**DIRECTIONS FOR THIS TASK**: Drop the pictures, then extract the listing word for word.

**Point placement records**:
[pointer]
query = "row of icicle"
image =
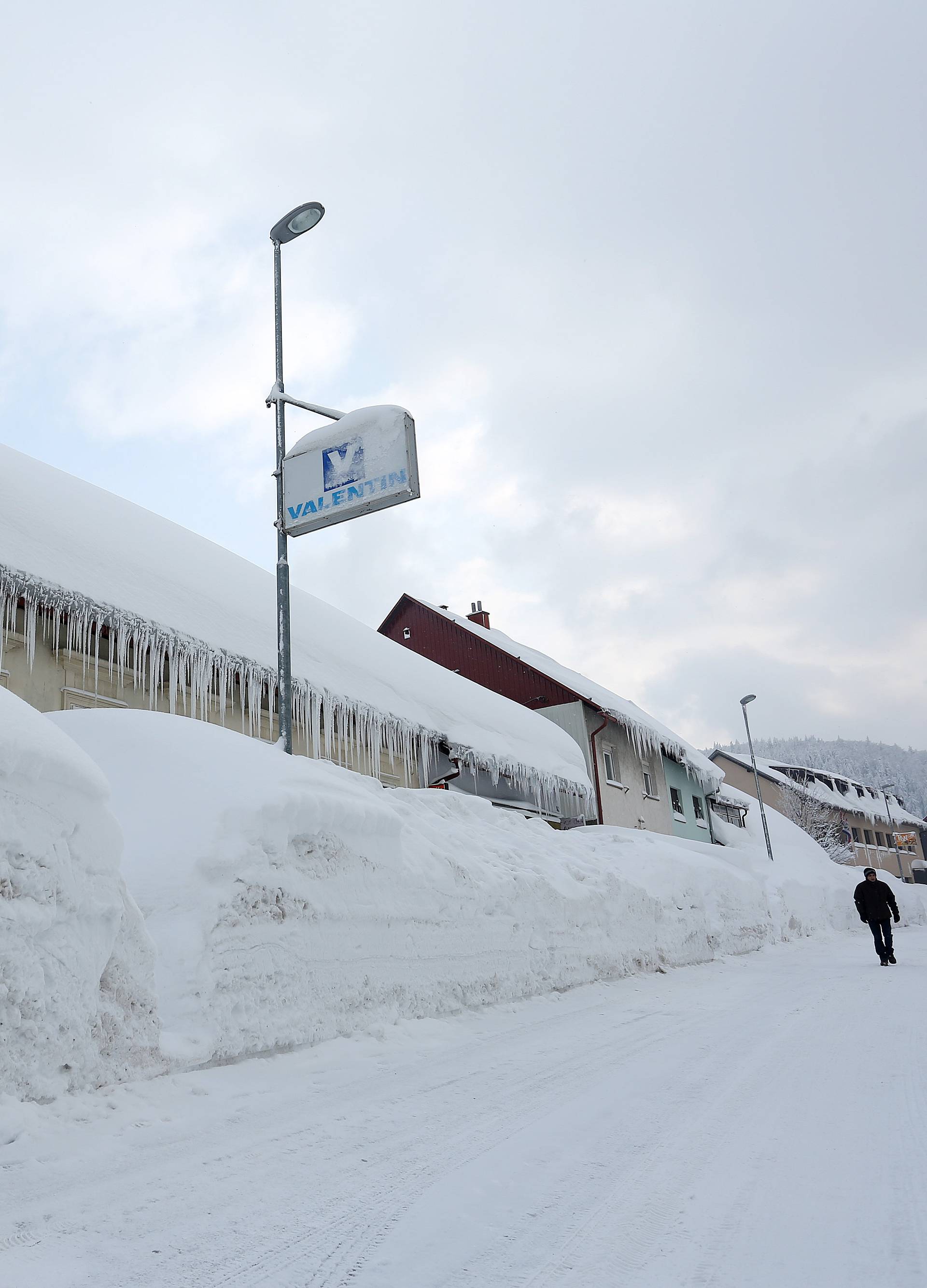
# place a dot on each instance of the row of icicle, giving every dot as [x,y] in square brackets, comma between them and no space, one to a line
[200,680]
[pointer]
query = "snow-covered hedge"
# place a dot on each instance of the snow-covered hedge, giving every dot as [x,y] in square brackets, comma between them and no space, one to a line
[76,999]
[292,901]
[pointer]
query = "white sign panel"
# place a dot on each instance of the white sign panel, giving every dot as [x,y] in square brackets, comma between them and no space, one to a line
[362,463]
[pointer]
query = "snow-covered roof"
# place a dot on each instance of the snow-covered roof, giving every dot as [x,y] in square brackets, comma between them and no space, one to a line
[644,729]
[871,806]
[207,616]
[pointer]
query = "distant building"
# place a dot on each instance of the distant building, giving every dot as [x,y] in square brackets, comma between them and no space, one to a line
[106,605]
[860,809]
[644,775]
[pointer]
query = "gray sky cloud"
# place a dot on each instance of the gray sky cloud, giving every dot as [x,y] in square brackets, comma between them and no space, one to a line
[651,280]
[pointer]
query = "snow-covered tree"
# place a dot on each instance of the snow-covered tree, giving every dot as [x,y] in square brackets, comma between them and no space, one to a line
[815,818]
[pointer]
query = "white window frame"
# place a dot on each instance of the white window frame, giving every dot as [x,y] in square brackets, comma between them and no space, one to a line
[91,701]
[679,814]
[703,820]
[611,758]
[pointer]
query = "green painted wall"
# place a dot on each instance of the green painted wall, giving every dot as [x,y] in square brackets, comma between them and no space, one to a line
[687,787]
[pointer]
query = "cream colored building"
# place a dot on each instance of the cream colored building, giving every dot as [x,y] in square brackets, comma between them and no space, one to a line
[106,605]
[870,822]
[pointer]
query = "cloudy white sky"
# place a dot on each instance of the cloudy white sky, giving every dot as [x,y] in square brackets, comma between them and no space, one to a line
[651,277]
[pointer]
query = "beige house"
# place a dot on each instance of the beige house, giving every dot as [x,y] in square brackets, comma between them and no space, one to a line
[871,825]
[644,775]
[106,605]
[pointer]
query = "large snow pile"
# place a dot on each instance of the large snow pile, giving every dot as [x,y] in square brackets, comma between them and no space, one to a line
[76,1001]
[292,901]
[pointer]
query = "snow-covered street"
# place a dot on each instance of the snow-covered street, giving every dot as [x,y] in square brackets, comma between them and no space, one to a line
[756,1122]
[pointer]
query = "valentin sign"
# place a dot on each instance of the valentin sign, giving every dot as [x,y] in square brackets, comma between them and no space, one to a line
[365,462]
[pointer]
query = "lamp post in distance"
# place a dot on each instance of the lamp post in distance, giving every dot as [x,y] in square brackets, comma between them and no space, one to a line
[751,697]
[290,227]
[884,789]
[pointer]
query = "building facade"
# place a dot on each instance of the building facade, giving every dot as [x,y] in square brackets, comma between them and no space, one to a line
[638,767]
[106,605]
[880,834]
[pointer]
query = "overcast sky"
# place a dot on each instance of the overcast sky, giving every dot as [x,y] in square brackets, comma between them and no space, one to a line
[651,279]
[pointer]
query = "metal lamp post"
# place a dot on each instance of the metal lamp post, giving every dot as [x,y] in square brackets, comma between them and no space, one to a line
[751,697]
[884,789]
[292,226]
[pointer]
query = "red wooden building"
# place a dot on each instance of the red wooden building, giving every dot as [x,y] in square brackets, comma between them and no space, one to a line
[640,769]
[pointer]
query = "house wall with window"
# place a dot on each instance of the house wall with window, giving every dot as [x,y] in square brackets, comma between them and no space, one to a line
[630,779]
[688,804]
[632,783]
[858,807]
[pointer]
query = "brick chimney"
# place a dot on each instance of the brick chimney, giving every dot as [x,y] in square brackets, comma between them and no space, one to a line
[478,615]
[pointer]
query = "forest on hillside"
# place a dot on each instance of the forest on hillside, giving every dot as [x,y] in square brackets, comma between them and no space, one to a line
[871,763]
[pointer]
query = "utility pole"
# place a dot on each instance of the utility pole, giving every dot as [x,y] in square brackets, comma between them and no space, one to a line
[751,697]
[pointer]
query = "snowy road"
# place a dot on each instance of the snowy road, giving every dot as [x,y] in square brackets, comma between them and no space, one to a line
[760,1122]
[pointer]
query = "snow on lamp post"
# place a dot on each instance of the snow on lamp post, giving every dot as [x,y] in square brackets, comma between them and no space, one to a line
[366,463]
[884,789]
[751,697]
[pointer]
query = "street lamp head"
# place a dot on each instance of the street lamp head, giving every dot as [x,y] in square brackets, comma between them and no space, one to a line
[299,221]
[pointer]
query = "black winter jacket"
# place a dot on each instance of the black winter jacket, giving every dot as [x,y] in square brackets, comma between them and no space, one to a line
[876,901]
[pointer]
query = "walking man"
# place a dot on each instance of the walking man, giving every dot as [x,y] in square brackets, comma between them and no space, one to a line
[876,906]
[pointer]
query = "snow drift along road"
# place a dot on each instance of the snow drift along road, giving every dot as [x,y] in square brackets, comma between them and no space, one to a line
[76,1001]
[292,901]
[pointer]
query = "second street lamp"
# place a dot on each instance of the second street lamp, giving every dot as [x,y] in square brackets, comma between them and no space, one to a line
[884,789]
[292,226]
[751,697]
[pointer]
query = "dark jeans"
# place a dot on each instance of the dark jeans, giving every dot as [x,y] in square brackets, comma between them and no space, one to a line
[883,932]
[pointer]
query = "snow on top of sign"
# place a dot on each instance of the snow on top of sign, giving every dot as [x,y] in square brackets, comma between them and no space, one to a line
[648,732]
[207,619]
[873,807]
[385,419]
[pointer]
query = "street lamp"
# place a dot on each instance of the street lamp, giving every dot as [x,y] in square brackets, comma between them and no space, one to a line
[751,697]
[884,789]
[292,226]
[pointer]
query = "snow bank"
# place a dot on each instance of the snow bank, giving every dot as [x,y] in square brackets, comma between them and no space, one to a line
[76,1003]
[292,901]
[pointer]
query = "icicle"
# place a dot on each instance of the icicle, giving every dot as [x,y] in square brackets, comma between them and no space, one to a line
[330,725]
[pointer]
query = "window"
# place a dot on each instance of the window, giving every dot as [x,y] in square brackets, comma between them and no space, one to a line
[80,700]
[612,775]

**RESULT OF THE TASK**:
[pointer]
query = "row of icicle"
image =
# place a dot on each instance of the row of icicle, giving every dot as [x,y] in square brackets, comma between them and no space, one to a line
[200,680]
[pointer]
query = "snow-covered hedge"
# place a dot on each instance of the snow-covered hedge, giving every dot as [x,y] in square brackets, comma between them and no space, one to a line
[76,999]
[292,901]
[pointer]
query = "white sign panel"
# place a dot on each instance of the white sign panel, giving every dot as [x,y] in square brackets, comma between them and no space, one to a line
[362,463]
[pointer]
query = "snow-covered roof"
# place a dot on each instance of the snow-covered roof, giving every dot as [x,y] in square brackets, comma between them and no space, one to a line
[644,729]
[871,806]
[207,616]
[pointer]
query = "distant building"
# place a dot on each instance of the distant building, giving every dot as [x,y] in square brackets, comma between them and no space, one to a line
[106,605]
[860,809]
[644,775]
[pointer]
query = "gray sky cloud"
# place a dot on each instance of the gray sky cloud, giving every dot as [x,y] in square brackets, comma between them and no space, one to a line
[651,280]
[pointer]
query = "snow-covered tree"
# place a dot on each instance of the snow-covered tree, giving every dot as [x,y] in square brackets, comma between them and no space, one to a line
[815,818]
[pointer]
query = "white window frame"
# place a dot on each instance of the white window frame, giving every dot as [x,y] in square brackets, comma between them and no space, one to a line
[91,701]
[679,814]
[703,820]
[611,758]
[pointer]
query = "green painted wall"
# place a dot on each instance of the green painted wall, giving every dot as [x,y] in square brackets, comma between them and no space, one to a line
[687,787]
[pointer]
query = "cream colored building"
# place a dot on each instance of the cream colored building, giving every dot as [x,y] in square brackets, comma between them and no space, one to a line
[106,605]
[870,822]
[pointer]
query = "cloudy white sky"
# place a dot on each instance of the cloudy white sky, giving every dot as [x,y] in square brackets, comma between them and no space, one to a line
[651,277]
[pointer]
query = "beige house"
# place a dot on each instance of the beige house, giving every dot as [x,y] in square brackets, comma between them and no space, one to a line
[871,825]
[644,775]
[106,605]
[pointer]
query = "large snow pile"
# place a dot on each instance of the large snow pile, giving every dot as [x,y] in square brackets, comma between them and no space, one to a line
[76,1001]
[292,901]
[pointer]
query = "snow-covered street"
# place a dot on each instance of the snow-covered street, giving every dot as [x,y] in square brackets, comma between them and no space, one to a line
[756,1122]
[pointer]
query = "valentin sign"
# place a dot on each instance of the valentin sign, giving every dot as [x,y] in square brackets, comma between them and no space, one to a line
[365,462]
[pointer]
query = "lamp post in distance"
# place a dot on each instance of the lamp post in distance, giving every dot as [x,y] in square brackets, comma between them and no space, one to a line
[751,697]
[290,227]
[884,789]
[pointer]
query = "building facade"
# place a dot on each instance of the building facade, giving every dot as [x,y] in square brackets, comma between them and no space, one to a line
[638,767]
[106,605]
[880,834]
[pointer]
query = "overcast sky"
# place a dot on each instance of the overcast sky, giving every dot as [x,y] in square brackets, comma between them and no space, one to a line
[651,279]
[pointer]
query = "metal lamp post"
# place a dot on each instance of the metal lamp post, giving every dot as [x,y] in square brackets, comma between them and no space, one to a line
[751,697]
[884,789]
[292,226]
[pointer]
query = "red wooden building"
# place a dot on each instance of the red wooden building, giving every dot as [x,y] in square brackets, comma between them and no space, one to a line
[640,769]
[pointer]
query = "house wall with window"
# place a dot on each instance of the house wall with window, giving every dot as [x,y] in square brackets, comma between them and no space, one to a line
[630,779]
[688,804]
[632,783]
[858,807]
[pointer]
query = "brick chimney"
# place a dot on each instance of the brick chimney, giving every dot as [x,y] in square brackets, comma between them and no space, one to a line
[478,615]
[pointer]
query = "forest on hillside"
# place a dot on each instance of the forest on hillside, giving every dot as [x,y] in square brackets, comma between them and no space, one to a line
[871,763]
[pointer]
query = "utility pole"
# place a dot on each instance of the utility pole, giving every dot as [x,y] in square brackets, comma between them and no space, one to a line
[751,697]
[pointer]
query = "snowy road"
# place a dot on each instance of the snowy road, giving every dot as [x,y] in square brackets, comma between them and no space, one to a line
[760,1122]
[pointer]
query = "snow on lamp post"
# place a dot on each instance of the snow on lamp post, giving every dot as [x,y] in square brackets, comma between them and no space, one to a line
[366,463]
[884,789]
[751,697]
[pointer]
query = "street lamp head"
# place a dot on each instance of the street lamp head, giving every dot as [x,y] in square brackets, comma between them and no space, one to a line
[299,221]
[pointer]
query = "black winter jacket"
# place a dot on each instance of the black winter jacket, giving every dot as [x,y] in square brackets, comma between them and no space, one to a line
[876,901]
[pointer]
query = "walking man"
# place a dot on each instance of the walking man, giving every dot as [x,y] in square brackets, comma between them and no space, one to a line
[876,906]
[pointer]
query = "snow drift along road"
# place a dot on each instance of the snow drift along road, giving every dot as [x,y] in square brackets, comma between them and no space, one to a line
[76,1001]
[292,901]
[pointer]
query = "second street lamp"
# place a dot on each instance of the second street lamp, giving every dot as [x,y] in square brackets, comma between them and no space, one to a line
[884,789]
[292,226]
[751,697]
[pointer]
query = "dark jeans"
# place a dot on each instance of the dark jeans, giving every dot as [x,y] in square brackets, comma between them and no space, one to a line
[883,932]
[pointer]
query = "snow on top of sign"
# place a dot on each instance of the snow on top of sign, giving every dot as [x,y] in square brackets, comma between them and no space, one to a line
[648,732]
[207,619]
[873,807]
[385,419]
[pointer]
query = "street lamp"
# place a dot on each instance of the street lamp, giving every dot as [x,y] in square brackets, comma between them and no space, one to a line
[751,697]
[884,789]
[292,226]
[pointer]
query = "snow bank"
# place a dot on each instance of the snow bank, giving every dot as [x,y] in square brackets, comma between them and no space, one to a line
[76,1003]
[292,901]
[pointer]
query = "icicle"
# place a dot on each instance of the icicle, giving every dot as [x,y] in square brackets, comma between them and no space, one to a line
[330,725]
[pointer]
query = "window"
# place a dot on each instance of the window, giving every dot as [x,y] in square brackets, comma between them and no space, one to a line
[80,700]
[612,775]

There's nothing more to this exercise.